# Material start
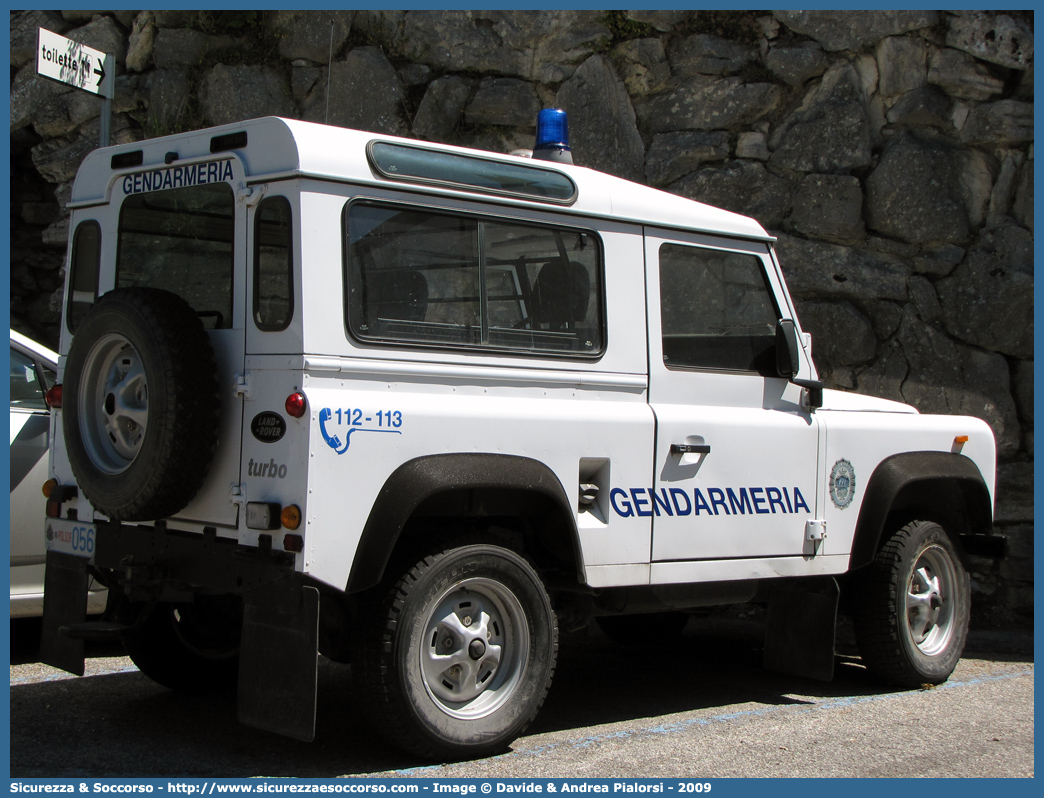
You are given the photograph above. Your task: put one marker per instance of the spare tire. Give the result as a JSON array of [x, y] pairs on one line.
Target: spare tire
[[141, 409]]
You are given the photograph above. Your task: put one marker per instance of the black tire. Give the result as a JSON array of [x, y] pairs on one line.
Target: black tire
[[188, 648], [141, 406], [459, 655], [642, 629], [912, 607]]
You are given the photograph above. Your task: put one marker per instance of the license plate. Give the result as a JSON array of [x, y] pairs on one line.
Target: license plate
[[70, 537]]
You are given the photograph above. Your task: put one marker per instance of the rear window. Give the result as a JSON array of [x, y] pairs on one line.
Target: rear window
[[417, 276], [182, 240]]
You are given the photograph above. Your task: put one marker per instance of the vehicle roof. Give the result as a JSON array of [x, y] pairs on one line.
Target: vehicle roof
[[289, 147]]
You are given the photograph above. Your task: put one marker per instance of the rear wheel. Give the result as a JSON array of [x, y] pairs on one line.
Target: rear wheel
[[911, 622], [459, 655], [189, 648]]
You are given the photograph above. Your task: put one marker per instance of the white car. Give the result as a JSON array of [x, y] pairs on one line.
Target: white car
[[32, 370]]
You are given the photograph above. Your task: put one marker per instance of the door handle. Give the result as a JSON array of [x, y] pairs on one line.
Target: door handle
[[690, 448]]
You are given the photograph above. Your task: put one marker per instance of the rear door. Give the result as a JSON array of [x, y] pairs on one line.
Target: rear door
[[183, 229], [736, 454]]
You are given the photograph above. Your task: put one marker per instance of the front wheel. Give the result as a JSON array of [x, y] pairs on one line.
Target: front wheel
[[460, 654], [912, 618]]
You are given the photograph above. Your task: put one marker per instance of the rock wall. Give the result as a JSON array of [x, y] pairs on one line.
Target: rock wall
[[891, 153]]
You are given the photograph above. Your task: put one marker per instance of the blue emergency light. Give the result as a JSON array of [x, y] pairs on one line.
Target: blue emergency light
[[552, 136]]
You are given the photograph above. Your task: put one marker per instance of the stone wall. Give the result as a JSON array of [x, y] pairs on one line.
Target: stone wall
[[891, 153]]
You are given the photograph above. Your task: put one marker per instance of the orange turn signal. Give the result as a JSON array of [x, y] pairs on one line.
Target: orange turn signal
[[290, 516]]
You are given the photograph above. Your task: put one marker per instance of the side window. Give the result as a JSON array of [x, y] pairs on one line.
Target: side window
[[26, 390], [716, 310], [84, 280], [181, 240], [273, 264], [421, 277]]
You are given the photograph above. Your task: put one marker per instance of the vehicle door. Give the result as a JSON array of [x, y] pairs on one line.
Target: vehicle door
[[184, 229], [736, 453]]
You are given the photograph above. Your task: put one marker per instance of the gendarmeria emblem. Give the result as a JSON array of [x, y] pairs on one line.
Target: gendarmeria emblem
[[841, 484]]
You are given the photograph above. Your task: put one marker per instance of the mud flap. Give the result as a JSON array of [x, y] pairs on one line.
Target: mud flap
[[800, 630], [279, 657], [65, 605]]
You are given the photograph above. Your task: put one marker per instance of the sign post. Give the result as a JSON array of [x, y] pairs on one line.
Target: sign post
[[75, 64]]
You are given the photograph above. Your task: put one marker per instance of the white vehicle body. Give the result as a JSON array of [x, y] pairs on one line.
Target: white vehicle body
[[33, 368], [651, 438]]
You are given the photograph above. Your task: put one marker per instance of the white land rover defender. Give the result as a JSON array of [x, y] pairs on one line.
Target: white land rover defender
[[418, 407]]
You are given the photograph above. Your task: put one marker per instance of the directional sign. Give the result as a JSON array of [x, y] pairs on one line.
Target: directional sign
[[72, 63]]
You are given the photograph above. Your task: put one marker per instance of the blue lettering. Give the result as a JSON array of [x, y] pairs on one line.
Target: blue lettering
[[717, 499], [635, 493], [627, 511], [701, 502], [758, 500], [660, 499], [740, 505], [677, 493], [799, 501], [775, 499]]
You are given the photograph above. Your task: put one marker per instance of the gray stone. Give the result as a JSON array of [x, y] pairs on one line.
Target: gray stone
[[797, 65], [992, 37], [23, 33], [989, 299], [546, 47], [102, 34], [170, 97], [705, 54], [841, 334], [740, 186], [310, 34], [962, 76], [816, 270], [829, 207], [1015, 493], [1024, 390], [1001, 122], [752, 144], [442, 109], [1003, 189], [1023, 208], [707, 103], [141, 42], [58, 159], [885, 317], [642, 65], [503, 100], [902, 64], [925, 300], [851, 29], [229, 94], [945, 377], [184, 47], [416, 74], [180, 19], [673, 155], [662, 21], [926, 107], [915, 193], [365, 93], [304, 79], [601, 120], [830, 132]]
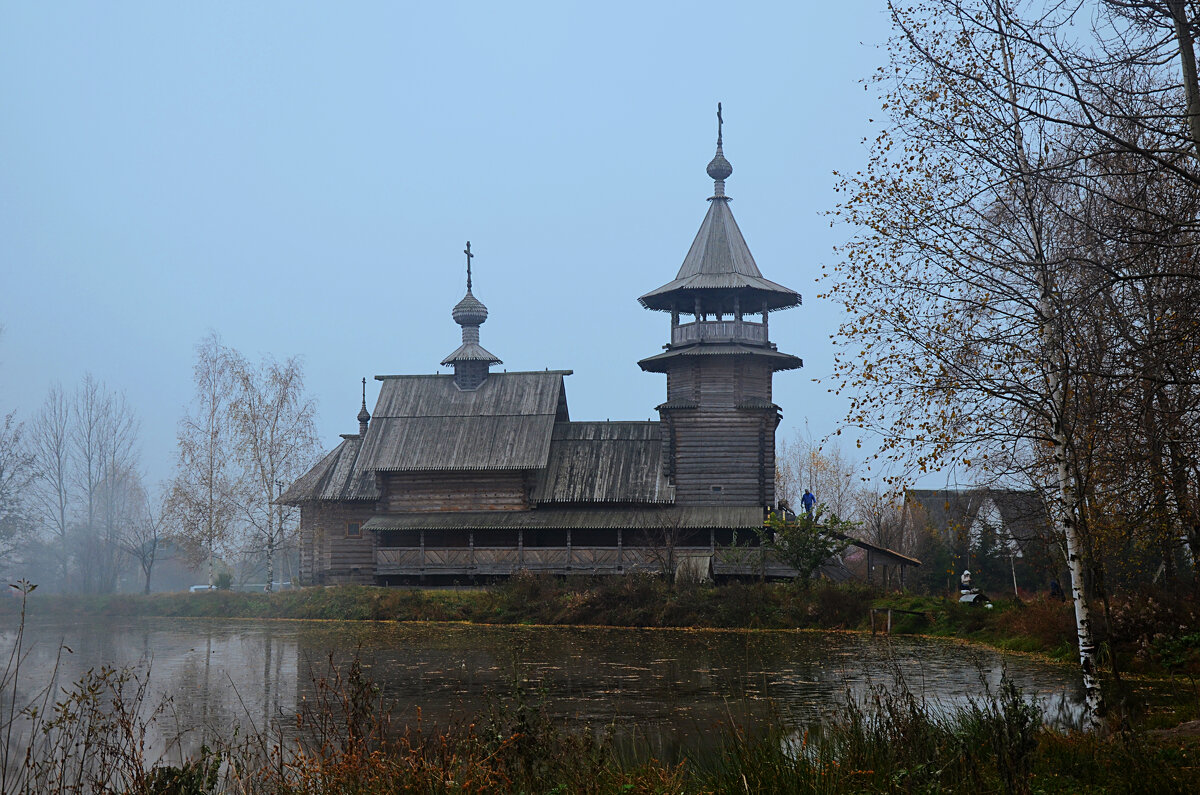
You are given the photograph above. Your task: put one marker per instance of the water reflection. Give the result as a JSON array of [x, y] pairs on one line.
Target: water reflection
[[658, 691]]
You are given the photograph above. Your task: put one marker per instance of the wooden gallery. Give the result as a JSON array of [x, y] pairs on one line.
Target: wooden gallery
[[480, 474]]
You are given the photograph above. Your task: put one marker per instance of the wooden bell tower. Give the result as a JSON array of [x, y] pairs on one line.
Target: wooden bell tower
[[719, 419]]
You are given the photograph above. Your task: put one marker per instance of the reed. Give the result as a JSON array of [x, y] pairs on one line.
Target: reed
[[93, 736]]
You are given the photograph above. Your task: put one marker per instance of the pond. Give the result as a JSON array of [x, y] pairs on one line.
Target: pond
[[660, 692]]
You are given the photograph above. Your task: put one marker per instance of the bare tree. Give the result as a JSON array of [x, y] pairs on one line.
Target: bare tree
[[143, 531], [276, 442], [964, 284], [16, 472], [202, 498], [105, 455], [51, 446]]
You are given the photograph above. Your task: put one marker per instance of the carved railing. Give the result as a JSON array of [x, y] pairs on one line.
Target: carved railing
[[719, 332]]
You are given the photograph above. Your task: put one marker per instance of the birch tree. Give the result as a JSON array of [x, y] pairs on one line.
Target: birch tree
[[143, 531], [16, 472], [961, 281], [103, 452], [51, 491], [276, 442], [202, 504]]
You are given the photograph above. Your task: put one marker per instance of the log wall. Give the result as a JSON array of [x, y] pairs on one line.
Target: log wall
# Material end
> Directions for this task
Turn every line of the data above into a Markdown table with the columns "Nr" and "Line," numbering the rows and skipping blank lines. Leave the pictures out.

> Response to this exercise
| Nr | Line |
|---|---|
| 1 | You are given the photograph above. Your task: put one marker per instance of the spare tire. Give the result as a JSON array of [x, y] pairs on one line. |
| 2 | Target: spare tire |
| 3 | [[141, 409]] |
| 4 | You are given the photograph above. Your task: put one marker per instance of the black tire. Give the result as a JSON array of [x, y] pairs on one line. |
| 5 | Target: black tire |
| 6 | [[188, 648], [141, 406], [459, 655], [642, 629], [912, 607]] |
| 7 | You are given the photograph above. Your task: put one marker per instance of the license plate. Give the result as a JSON array of [x, y] pairs on one line. |
| 8 | Target: license plate |
| 9 | [[70, 537]] |
| 10 | You are given the photograph above. Your task: put one marker per instance of the rear window. Give the result as a JSON array of [x, y] pairs on one line. |
| 11 | Target: rear window |
| 12 | [[417, 276], [182, 240]] |
| 13 | You are given the photograph above. Your task: put one marker per instance of the vehicle roof. Give the result as a JSON array of [x, y] pairs on one line. |
| 14 | Target: vehicle roof |
| 15 | [[289, 147]] |
| 16 | You are given the photograph above. Your task: put one marker per instance of the rear wheel. Give the result as a JSON array of [x, y] pairs on one line. |
| 17 | Target: rear wheel |
| 18 | [[911, 622], [459, 655], [189, 648]] |
| 19 | You are given the photograph above. Your task: put one marker per instance of the white car. Give the result as a JSON array of [x, y] pairs on one line. |
| 20 | Target: white car |
| 21 | [[32, 370]] |
| 22 | You are given the photograph above. Your task: put one marker per instance of the door handle. Give the result as a JSON array of [x, y] pairs on one line. |
| 23 | Target: door handle |
| 24 | [[690, 448]] |
| 25 | You are given the photograph above. Your task: put one marker per instance of the rear door. Give the result as a JSON array of [x, y] pairs on one line. |
| 26 | Target: rear door |
| 27 | [[183, 229], [736, 454]] |
| 28 | You are given the photograph above. Your task: put one marker per instance of the front wheel. Give the result as a JSON array of [x, y] pairs on one line. |
| 29 | Target: front wheel |
| 30 | [[460, 654], [912, 618]] |
| 31 | You are given the photograph above. Your task: put one marker per instance of the rock wall. Give the result as a JSON array of [x, y] pairs on one line. |
| 32 | Target: rock wall |
| 33 | [[891, 153]] |
| 34 | You are given the photograph above. Your task: put one marker per instance of the blue emergency light. Give the result as a JSON array of [x, y] pairs on one line. |
| 35 | Target: blue emergency light |
| 36 | [[552, 136]] |
| 37 | You are given the photograph above. Your task: put one marker per instance of the stone wall. Give the result as a JSON array of [x, y] pairs on one line. |
| 38 | Target: stone wall |
| 39 | [[891, 153]] |
| 40 | You are given the photograph above. Your task: put one marker per instance of the orange turn signal. Give the result as a JSON array of [x, y] pairs on one line. |
| 41 | Target: orange turn signal |
| 42 | [[290, 516]] |
| 43 | You are given the photograph above. Your task: put one marker per instance of the side window. Give the result as a JSON array of [x, y] pairs on one line. |
| 44 | Target: side window |
| 45 | [[26, 390], [716, 310], [84, 280], [181, 240], [273, 264], [421, 277]] |
| 46 | You are given the photograph above. Your task: put one marker per instance of the vehicle door. Give the result as a JSON array of [x, y] pairs on one line. |
| 47 | Target: vehicle door |
| 48 | [[184, 229], [736, 453]] |
| 49 | You are given the photograph above. Your task: put one marker per instance of the gendarmeria emblem. Give the result as a JSON array of [x, y] pairs on one line. |
| 50 | Target: gendarmeria emblem |
| 51 | [[841, 484]] |
| 52 | You are given the photograph above. Your task: put one marker per instance of the mud flap. Give the result as a JSON array of [x, y] pairs on one line. |
| 53 | Target: mud flap |
| 54 | [[800, 630], [279, 657], [65, 605]] |
| 55 | You are given the photograph above. Your task: put one marker per instance of the sign post. Give the result as a JSON array of [x, y] pairs on one line. |
| 56 | Target: sign post |
| 57 | [[75, 64]] |
| 58 | You are given the photograph above. Your task: put one marker per instance of the white vehicle body. Give the result as a JSON array of [x, y] pairs on one line. |
| 59 | Target: white vehicle body |
| 60 | [[33, 368], [651, 438]] |
| 61 | You are given the photograph above. Your task: put one marker per instance of the white land rover defender. Give the result as a JSON array of [x, y] pairs on one line. |
| 62 | Target: white land rover defender |
| 63 | [[418, 407]] |
| 64 | You are given the photograph above. Your task: put one marker per instance of the directional sign. Give the result as a JSON array of [x, y] pairs on one line. |
| 65 | Target: directional sign |
| 66 | [[72, 63]] |
| 67 | You are given the photograph above. Your task: put one marker per instance of the blue lettering. Give the result as a JSON array of [x, y] pairs on one line. |
| 68 | Target: blue lettering |
| 69 | [[717, 499], [635, 493], [627, 511], [701, 502], [758, 500], [660, 499], [740, 505], [677, 493], [799, 501], [775, 499]] |
| 70 | You are given the photograph above. Your task: put one marker per instance of the gray stone. Give the result as a JSON array of [x, y] pairs on one line. |
| 71 | Target: gray stone |
| 72 | [[797, 65], [992, 37], [23, 33], [989, 299], [546, 47], [102, 34], [170, 97], [705, 54], [841, 334], [740, 186], [310, 34], [962, 76], [816, 270], [829, 207], [1015, 493], [1024, 390], [1001, 122], [752, 144], [442, 109], [1003, 189], [1023, 208], [707, 103], [141, 42], [58, 159], [885, 317], [642, 65], [503, 100], [902, 64], [925, 300], [851, 29], [229, 94], [945, 377], [184, 47], [416, 74], [180, 19], [673, 155], [662, 21], [926, 107], [915, 193], [365, 93], [304, 79], [601, 120], [830, 132]] |
| 73 | You are given the photograph above. Your task: put one marker per instance of the water reflection. Give the result as a JSON array of [x, y] pairs on one line. |
| 74 | Target: water reflection |
| 75 | [[658, 691]] |
| 76 | You are given the photograph above. Your task: put one marker per instance of the wooden gallery. Give the result as a JSON array of [x, y] pairs on one line. |
| 77 | Target: wooden gallery |
| 78 | [[480, 474]] |
| 79 | You are given the photograph above. Your task: put one marker per instance of the wooden bell tower. Give the result as a JSON array of [x, y] pairs on one line. |
| 80 | Target: wooden bell tower |
| 81 | [[719, 419]] |
| 82 | You are given the photograph above. Your task: put one marker per instance of the reed. Give the result as a JSON array of [x, y] pairs on one line. |
| 83 | Target: reed |
| 84 | [[93, 736]] |
| 85 | You are given the photograph above. Your task: put one marker per instance of the pond. Give the result as a JSON array of [x, y] pairs on one line. |
| 86 | Target: pond |
| 87 | [[660, 692]] |
| 88 | You are given the photograph above. Your task: put one marker per instance of the bare tree. Give the result as a JSON array of [x, y] pairs on one line. |
| 89 | Target: bare tree |
| 90 | [[143, 531], [276, 442], [964, 284], [16, 472], [202, 498], [105, 455], [51, 446]] |
| 91 | You are given the photograph above. Your task: put one marker per instance of the carved railing. Give the result as a JSON array of [x, y] pairs on one line. |
| 92 | Target: carved railing |
| 93 | [[719, 332]] |
| 94 | You are given the photograph above. Your task: put one marker per instance of the birch tree. Give the result as a JSON array of [x, y] pairs on one line. |
| 95 | Target: birch tree |
| 96 | [[143, 531], [16, 472], [961, 281], [103, 452], [51, 491], [276, 442], [202, 504]] |
| 97 | You are given the photograph above. Your task: put one marker per instance of the log wall. Give the result as a JSON array of [x, y] pairs on one line. |
| 98 | Target: log wall |